━━━━━ Material provided ━━━━━
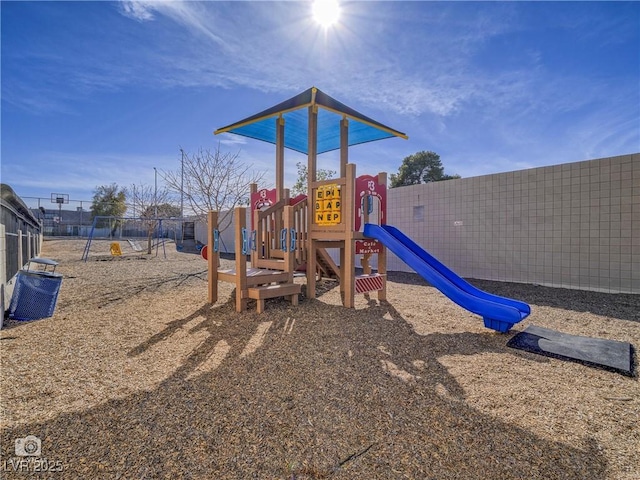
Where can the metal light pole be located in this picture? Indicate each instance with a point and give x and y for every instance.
(155, 194)
(182, 185)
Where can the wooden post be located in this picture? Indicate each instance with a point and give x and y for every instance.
(241, 260)
(311, 177)
(212, 257)
(279, 158)
(344, 146)
(20, 255)
(349, 209)
(382, 256)
(289, 255)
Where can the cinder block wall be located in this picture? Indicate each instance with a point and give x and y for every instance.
(575, 225)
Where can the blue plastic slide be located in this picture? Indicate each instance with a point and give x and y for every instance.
(498, 313)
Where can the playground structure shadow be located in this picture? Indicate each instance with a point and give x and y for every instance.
(339, 395)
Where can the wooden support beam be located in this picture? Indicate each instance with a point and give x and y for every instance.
(347, 278)
(241, 260)
(344, 146)
(311, 177)
(212, 257)
(382, 256)
(279, 158)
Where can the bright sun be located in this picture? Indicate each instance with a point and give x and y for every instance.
(326, 12)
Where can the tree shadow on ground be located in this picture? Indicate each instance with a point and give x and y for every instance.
(615, 305)
(329, 393)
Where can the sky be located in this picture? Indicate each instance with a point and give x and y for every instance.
(95, 93)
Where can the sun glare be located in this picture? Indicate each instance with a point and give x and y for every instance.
(326, 12)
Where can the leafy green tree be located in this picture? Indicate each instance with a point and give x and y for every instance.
(421, 167)
(109, 200)
(301, 183)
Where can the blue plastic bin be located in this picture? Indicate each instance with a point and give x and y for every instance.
(35, 293)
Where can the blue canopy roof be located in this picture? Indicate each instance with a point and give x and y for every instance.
(262, 126)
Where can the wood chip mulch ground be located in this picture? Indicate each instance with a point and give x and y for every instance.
(137, 377)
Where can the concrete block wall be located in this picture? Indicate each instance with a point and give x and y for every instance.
━━━━━
** Task requirements **
Update all of the material above by replacing "plastic" with "rubber" and leaving everything else unchanged. Omit the pictures from your answer.

** Reply **
Where can the metal light pole be located in this picture? Indicate each instance with a point and give x and y for every instance.
(155, 194)
(182, 185)
Where can the wooden post be located in this picture? Indicate each instance with a point and give x and y for every instance.
(241, 260)
(311, 177)
(212, 257)
(279, 158)
(344, 146)
(20, 255)
(349, 209)
(382, 256)
(289, 255)
Where can the cinder block wall be located in this picture? Indicate each instance with a point and give x and y for every instance.
(575, 225)
Where can the blue rubber slide be located in this picture? Indicate each instance with a point and give x and y for every instance.
(498, 313)
Where can the playground structure shadow be located in this picture? Indicate each instance with a point and give x and y for every instance.
(339, 395)
Where can the wooden support beam be located in this picture? Indicate each instance with a point and give x and y for every instance.
(347, 278)
(241, 260)
(344, 146)
(311, 177)
(212, 257)
(382, 256)
(279, 158)
Where can the bright sun be located in this picture? Indicate each instance with a point and give x and y for every instance.
(326, 12)
Where can the tree shadow on ground be located in this picture? Indicate each instance with a point and give x and y for every instance.
(615, 305)
(329, 393)
Where can the sky be located in this picture? Indicate each instance with a point and give x and y for every instance.
(95, 93)
Where can the sun glare be located in this picture? Indicate each instance with a point and give x and y for every instance.
(326, 12)
Where can the leafy green tree be located in this picture? Indicate each instance with a point and give x and y for every instance.
(421, 167)
(109, 200)
(301, 183)
Where can the blue rubber bin be located in this picture? Indicate each instance with a point and give x and y for every instance.
(35, 293)
Where can the blue canopy roof be located in this picture? Indicate each instance with a point and give x and y for every instance.
(262, 126)
Where can the wood chip mulch ground be located in this picture? Indicate each instance with a point and give x and y for every instance.
(137, 377)
Where can the concrete block wall be located in this picture? Indicate each instance with a point and give x and y for every instance.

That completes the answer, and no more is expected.